### Supplied passage
Even without stabilization measures, the current feasibility study indicated a stable circulatory perfusion of the organs and sufficient oxygen supply. The data supporting this included a stable arteriovenous oxygen ratio, venous carbon dioxide extraction and only a moderate increase in lactate within the first six hours of the experiment. Six hours also corresponds to the test period specified in DIN EN ISO 7199 for oxygenators [14].

From hour six onwards and with a mean Hb of less than 3 g/dL, an increased lactate release and a conclusively increasing oxygen extraction ratio were seen. These indicate an insufficient organ oxygen supply, not least due to progressive hemodilution with a lack of oxygen carriers. A normothermic study on an ex situ porcine liver perfusion model conclusively showed that Hb under 2–3 g/dL resulted in rising lactate [31]. Besides hemodilution, hemolysis induced by the EMCO roller pump showed another limitation concerning the long-term usage of the post-mortem model. As hemolysis is known to result in impaired vasoconstriction and endothelial function, as well as the induction of tissue hypoxia [32], the use of a pump with reduced hemolysis would be beneficial. Nonetheless, as the conditions of this post-mortem rat model are in an attenuated form comparable to the environment seen, e.g., in critically ill septic patients, this scenario represents a maximum stress test for hardware that should be used perspectival under these conditions.

Live ECMO rat models, so far, were primarily established either to investigate pathophysiological consequences for ECMO or the effects of interventions as well as drugs in rats with ECMO, or to develop ECMO hardware [15,16]. The post-mortem perfusion model presented here uses ECMO primarily as a perfusion, oxygenation and decarboxylation device, but nevertheless offers the potential to supplement or replace some uses of live ECMO rat models, as the results of the novel “RatOx” oxygenator shown in this study demonstrated.

[Extracted data entries]
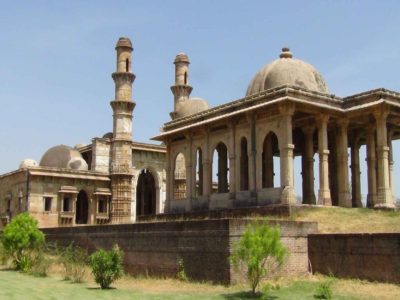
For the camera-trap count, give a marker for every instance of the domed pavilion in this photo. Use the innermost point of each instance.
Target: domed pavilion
(241, 153)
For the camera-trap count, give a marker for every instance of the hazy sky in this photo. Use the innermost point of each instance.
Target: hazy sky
(56, 59)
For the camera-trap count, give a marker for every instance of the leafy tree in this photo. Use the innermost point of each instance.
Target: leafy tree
(107, 266)
(22, 241)
(260, 250)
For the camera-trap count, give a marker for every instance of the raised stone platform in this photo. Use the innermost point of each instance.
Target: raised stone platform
(204, 245)
(243, 212)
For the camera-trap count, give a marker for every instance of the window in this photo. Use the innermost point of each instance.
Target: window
(102, 205)
(67, 203)
(47, 203)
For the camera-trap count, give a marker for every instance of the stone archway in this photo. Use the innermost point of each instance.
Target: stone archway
(146, 194)
(82, 208)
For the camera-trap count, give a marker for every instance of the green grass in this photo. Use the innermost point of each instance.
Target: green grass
(349, 220)
(15, 285)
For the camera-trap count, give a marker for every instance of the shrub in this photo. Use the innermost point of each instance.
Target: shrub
(107, 266)
(74, 259)
(22, 241)
(260, 250)
(40, 265)
(324, 289)
(181, 274)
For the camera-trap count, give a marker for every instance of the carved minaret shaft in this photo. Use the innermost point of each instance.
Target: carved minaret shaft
(181, 89)
(121, 160)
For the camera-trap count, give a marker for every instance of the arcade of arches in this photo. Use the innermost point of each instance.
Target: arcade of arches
(245, 148)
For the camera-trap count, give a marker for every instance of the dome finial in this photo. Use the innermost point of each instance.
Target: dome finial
(286, 53)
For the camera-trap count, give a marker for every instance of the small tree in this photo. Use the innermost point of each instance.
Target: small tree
(260, 250)
(107, 266)
(22, 241)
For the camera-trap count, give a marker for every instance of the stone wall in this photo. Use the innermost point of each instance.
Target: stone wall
(374, 256)
(204, 245)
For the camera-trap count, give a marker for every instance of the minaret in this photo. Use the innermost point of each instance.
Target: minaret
(121, 147)
(181, 89)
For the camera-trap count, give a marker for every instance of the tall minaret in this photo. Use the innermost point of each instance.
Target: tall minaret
(181, 89)
(121, 147)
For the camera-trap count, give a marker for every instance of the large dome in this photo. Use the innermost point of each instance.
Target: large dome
(287, 70)
(63, 157)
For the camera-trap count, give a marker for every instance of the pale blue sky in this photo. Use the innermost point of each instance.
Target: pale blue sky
(56, 58)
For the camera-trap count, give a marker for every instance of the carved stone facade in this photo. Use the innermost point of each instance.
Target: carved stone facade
(231, 151)
(98, 183)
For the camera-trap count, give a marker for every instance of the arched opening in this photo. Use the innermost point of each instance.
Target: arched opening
(145, 194)
(199, 172)
(180, 177)
(244, 165)
(82, 208)
(269, 164)
(221, 161)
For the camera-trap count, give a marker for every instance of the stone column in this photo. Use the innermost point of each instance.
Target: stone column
(391, 165)
(308, 166)
(384, 196)
(355, 174)
(286, 155)
(343, 165)
(232, 161)
(371, 165)
(324, 194)
(169, 179)
(252, 155)
(207, 178)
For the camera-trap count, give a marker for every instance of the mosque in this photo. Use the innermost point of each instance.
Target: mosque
(223, 157)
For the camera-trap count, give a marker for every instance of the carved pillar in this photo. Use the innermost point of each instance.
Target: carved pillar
(286, 155)
(207, 178)
(308, 166)
(233, 183)
(355, 174)
(189, 173)
(384, 196)
(252, 155)
(343, 165)
(324, 194)
(371, 165)
(391, 164)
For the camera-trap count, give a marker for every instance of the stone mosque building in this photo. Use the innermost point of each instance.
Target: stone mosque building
(216, 158)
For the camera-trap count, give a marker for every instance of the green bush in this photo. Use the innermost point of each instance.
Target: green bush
(74, 259)
(181, 274)
(324, 290)
(22, 241)
(107, 266)
(260, 250)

### Required actions
A – Using the perfusion passage, explain in one to three sentences why a pump with reduced hemolysis would be beneficial.
B – From the perfusion passage, extract word for word the text that begins at the words "Live ECMO rat models, so" and ends after the words "this study demonstrated.".

### List of answers
A – The EMCO roller pump induced hemolysis, which limits long-term use of the post-mortem model. Hemolysis is known to impair vasoconstriction and endothelial function and to induce tissue hypoxia.

B –
Live ECMO rat models, so far, were primarily established either to investigate pathophysiological consequences for ECMO or the effects of interventions as well as drugs in rats with ECMO, or to develop ECMO hardware [15,16]. The post-mortem perfusion model presented here uses ECMO primarily as a perfusion, oxygenation and decarboxylation device, but nevertheless offers the potential to supplement or replace some uses of live ECMO rat models, as the results of the novel “RatOx” oxygenator shown in this study demonstrated.